# [INFORMATION SUPPLIED]
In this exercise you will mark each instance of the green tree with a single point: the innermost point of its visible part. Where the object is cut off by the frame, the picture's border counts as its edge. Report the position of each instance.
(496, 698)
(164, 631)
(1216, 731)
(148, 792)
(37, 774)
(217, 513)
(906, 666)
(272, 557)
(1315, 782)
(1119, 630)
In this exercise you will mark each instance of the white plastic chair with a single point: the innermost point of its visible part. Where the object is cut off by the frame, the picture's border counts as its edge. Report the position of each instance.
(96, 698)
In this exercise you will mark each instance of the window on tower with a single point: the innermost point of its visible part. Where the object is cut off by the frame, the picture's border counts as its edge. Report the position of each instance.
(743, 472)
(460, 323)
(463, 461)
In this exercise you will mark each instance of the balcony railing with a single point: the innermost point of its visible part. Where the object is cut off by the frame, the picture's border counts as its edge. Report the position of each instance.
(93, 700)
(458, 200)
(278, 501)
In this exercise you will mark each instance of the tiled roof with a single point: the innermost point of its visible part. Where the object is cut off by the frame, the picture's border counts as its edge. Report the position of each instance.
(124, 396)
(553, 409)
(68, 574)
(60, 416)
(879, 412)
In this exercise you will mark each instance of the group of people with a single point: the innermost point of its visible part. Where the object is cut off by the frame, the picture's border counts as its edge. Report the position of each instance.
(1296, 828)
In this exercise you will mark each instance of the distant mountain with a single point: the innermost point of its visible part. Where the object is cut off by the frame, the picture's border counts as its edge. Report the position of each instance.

# [WORK ITEM]
What you should produce is an exact restatement of all the material.

# [ANSWER TO THE PROBLEM]
In this exercise you will mark each instance of the green tree with a single point: the innermost point of its visible part. Where the object is cut off by the frame, the picture's border counts as its edge. Report the position of each instance.
(496, 698)
(164, 631)
(1216, 731)
(148, 792)
(37, 774)
(217, 513)
(906, 666)
(272, 557)
(1315, 782)
(1119, 630)
In this exercise you will mark each instance of the white plastic chair with a single point: the innermost point of its visible part. Where the object is cut off by the frame, the picture's border counts as its edge. Report the position of each instance.
(96, 698)
In this exercise you will mark each instance of the window on tower with a single point: the innermost point of its visible part. Where the object is cut off by the frame, the picture's border counts as its edge. Report the position of each instance.
(743, 472)
(460, 323)
(463, 461)
In this exercise you will mark each instance of the balcony railing with a single point: the innermost point of its visible part. Where the object is cut off by the frame, the picture's border counts as its edge. Report the position of each instance.
(93, 700)
(458, 200)
(278, 501)
In this exercise you will mark each instance of the tiled roof with a single point: the innermost point of its visible part. Where the object is cut off by the frame, the picture's border counts as its edge. Report the position of each instance.
(124, 396)
(553, 409)
(68, 574)
(60, 416)
(879, 412)
In this exercise you will mark each instance of the group of people with a single point: the innermost point of its visible part. Where the object is cut off by the frame, the picture's border counts as its edge. Report the position of each instance.
(1296, 828)
In this exercise you will mark each instance of the distant mountain with a single point: the innermost point of its visible part. Where the object is cut off by the frame, the picture's border counts as its edge. Report the position of each instance.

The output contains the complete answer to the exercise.